Challenge 1. From the passage below on the Kenyan labor market pilot, list the online job portals chosen for the pilot.
Challenge 2. According to the passage below on the Kenyan labor market pilot, how many online job portals exist in Kenya?

Quoted text.
┄┄┄┄┄┄

One of the advantages of artificial intelligence (AI) is that it can help us carry out tasks faster and with fewer errors than humans. I wanted to test this on analyzing labor market demand and skills gaps. So, earlier this year, I partnered with Headai, a Finnish company, to apply an AI-enabled labor market assessment tool in Kenya.  We used the tool to analyze: (a) online job advertisements from select online job portals in Kenya and (b) computer science curricula from the University of Nairobi and Moi University to identify the gaps between what the labor market is looking for and what the university curriculum is providing.

There are at least 20 online job portals in Kenya including some mobile apps. For our pilot, we selected three local online job portals - Jobweb Kenya, Kenyan career, and Jobs Kenya One - since they had a large amount of machine-readable online job advertisement data with sufficient web traffic.

┄┄┄┄┄┄

Excerpts of labeled region data:
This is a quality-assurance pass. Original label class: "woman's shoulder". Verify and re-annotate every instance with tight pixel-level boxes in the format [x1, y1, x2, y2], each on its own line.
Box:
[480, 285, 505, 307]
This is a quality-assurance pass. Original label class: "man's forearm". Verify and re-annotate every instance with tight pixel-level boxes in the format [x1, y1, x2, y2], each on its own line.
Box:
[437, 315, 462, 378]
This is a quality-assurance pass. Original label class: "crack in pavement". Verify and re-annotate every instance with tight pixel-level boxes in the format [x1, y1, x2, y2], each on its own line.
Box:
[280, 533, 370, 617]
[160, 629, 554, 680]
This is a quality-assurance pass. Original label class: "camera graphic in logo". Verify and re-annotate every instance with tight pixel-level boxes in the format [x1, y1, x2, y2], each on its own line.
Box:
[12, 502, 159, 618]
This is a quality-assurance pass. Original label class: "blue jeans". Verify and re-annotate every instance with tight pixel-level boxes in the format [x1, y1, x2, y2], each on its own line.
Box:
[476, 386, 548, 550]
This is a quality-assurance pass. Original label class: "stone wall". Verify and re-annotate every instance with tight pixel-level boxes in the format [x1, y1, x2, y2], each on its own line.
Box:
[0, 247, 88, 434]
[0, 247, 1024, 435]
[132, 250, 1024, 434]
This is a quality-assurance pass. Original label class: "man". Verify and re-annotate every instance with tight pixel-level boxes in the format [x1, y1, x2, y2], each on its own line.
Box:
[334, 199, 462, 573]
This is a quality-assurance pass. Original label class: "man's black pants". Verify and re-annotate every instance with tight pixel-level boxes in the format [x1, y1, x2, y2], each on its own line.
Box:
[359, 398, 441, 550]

┄┄┄┄┄┄

Full answer 1. Jobweb Kenya, Kenyan career, Jobs Kenya One

Full answer 2. At least 20, including some mobile apps.